» **Activity**: Go through the data below and copy each line where the word "beige" occurs.

Referring expression pointing data:
▬▬▬▬▬▬▬▬▬▬
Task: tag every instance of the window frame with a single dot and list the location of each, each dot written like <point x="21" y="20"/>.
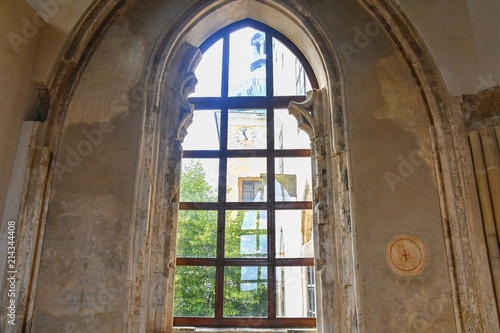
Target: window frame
<point x="225" y="103"/>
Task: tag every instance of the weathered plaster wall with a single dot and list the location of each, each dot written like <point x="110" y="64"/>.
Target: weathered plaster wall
<point x="393" y="187"/>
<point x="83" y="281"/>
<point x="17" y="93"/>
<point x="463" y="36"/>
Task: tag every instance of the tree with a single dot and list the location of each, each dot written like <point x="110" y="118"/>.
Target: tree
<point x="245" y="290"/>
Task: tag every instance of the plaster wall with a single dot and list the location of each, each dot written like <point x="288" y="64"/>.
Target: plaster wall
<point x="17" y="92"/>
<point x="83" y="279"/>
<point x="83" y="283"/>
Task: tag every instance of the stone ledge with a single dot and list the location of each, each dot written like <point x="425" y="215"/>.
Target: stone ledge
<point x="240" y="330"/>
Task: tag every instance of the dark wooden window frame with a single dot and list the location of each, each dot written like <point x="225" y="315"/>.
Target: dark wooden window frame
<point x="224" y="104"/>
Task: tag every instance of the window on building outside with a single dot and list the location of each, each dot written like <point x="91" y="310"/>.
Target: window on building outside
<point x="244" y="249"/>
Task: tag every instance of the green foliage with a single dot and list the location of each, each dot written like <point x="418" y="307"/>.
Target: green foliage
<point x="197" y="236"/>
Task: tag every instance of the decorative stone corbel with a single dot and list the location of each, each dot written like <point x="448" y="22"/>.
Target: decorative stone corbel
<point x="186" y="109"/>
<point x="303" y="112"/>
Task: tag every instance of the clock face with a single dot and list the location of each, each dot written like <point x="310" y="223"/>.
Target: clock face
<point x="245" y="136"/>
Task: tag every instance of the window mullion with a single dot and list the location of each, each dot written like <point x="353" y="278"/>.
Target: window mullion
<point x="221" y="219"/>
<point x="269" y="66"/>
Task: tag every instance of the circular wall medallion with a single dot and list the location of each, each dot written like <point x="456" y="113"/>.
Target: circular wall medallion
<point x="406" y="255"/>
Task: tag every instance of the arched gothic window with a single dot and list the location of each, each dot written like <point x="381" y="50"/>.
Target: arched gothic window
<point x="244" y="248"/>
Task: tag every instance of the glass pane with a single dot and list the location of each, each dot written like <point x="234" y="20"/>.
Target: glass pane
<point x="294" y="234"/>
<point x="247" y="63"/>
<point x="293" y="179"/>
<point x="203" y="133"/>
<point x="290" y="78"/>
<point x="246" y="234"/>
<point x="287" y="134"/>
<point x="194" y="291"/>
<point x="199" y="180"/>
<point x="247" y="129"/>
<point x="209" y="73"/>
<point x="295" y="294"/>
<point x="244" y="174"/>
<point x="245" y="292"/>
<point x="197" y="234"/>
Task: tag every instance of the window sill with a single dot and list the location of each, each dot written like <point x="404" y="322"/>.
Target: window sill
<point x="241" y="330"/>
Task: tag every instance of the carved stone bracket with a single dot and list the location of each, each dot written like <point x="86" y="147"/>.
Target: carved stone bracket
<point x="43" y="106"/>
<point x="186" y="109"/>
<point x="303" y="112"/>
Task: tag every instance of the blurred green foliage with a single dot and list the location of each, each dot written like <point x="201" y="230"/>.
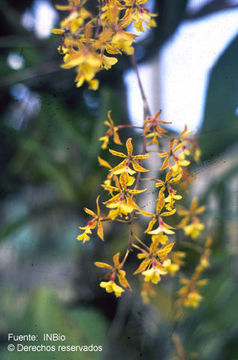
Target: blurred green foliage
<point x="49" y="172"/>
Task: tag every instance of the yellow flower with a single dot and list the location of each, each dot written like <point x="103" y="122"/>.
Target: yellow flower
<point x="124" y="166"/>
<point x="194" y="229"/>
<point x="116" y="271"/>
<point x="153" y="274"/>
<point x="193" y="299"/>
<point x="172" y="269"/>
<point x="96" y="221"/>
<point x="110" y="286"/>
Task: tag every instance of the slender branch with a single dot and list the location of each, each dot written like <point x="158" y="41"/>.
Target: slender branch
<point x="209" y="9"/>
<point x="147" y="112"/>
<point x="144" y="99"/>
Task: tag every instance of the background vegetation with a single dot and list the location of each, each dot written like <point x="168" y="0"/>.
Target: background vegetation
<point x="49" y="134"/>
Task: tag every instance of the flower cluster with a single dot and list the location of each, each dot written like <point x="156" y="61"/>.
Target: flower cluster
<point x="89" y="40"/>
<point x="90" y="43"/>
<point x="156" y="254"/>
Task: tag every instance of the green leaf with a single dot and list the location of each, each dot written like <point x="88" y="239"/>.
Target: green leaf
<point x="220" y="123"/>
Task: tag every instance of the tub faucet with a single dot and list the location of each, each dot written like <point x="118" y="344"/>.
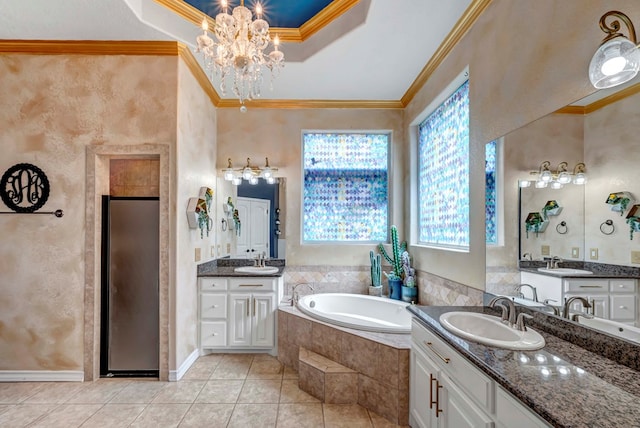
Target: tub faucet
<point x="508" y="312"/>
<point x="567" y="304"/>
<point x="295" y="296"/>
<point x="534" y="292"/>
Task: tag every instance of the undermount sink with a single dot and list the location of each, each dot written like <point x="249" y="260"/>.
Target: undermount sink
<point x="565" y="271"/>
<point x="256" y="270"/>
<point x="490" y="330"/>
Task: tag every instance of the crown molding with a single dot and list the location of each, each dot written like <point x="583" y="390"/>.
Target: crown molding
<point x="88" y="47"/>
<point x="291" y="35"/>
<point x="597" y="105"/>
<point x="308" y="104"/>
<point x="475" y="9"/>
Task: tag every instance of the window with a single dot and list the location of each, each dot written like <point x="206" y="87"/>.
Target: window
<point x="345" y="190"/>
<point x="443" y="173"/>
<point x="491" y="192"/>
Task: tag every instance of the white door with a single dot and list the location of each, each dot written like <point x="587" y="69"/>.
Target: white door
<point x="254" y="226"/>
<point x="240" y="319"/>
<point x="263" y="320"/>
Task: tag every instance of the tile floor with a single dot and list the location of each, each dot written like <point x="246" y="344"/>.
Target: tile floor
<point x="230" y="390"/>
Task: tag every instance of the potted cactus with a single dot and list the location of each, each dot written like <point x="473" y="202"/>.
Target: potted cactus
<point x="396" y="276"/>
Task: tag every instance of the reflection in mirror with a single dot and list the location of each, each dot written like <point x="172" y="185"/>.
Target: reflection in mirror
<point x="602" y="135"/>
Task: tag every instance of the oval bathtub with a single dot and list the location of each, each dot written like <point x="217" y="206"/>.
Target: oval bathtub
<point x="359" y="311"/>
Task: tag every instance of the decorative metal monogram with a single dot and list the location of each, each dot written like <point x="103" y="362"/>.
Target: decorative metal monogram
<point x="24" y="188"/>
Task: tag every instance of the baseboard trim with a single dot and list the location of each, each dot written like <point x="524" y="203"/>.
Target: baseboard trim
<point x="176" y="375"/>
<point x="41" y="376"/>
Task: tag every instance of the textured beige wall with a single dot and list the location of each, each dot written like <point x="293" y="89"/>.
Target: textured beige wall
▬▬▬▬▬▬▬▬▬▬
» **Solution for this exercise**:
Task: tag every instance of the textured beige wall with a single dot and list the location of each, each dot written like <point x="293" y="89"/>.
Target: textured beige wall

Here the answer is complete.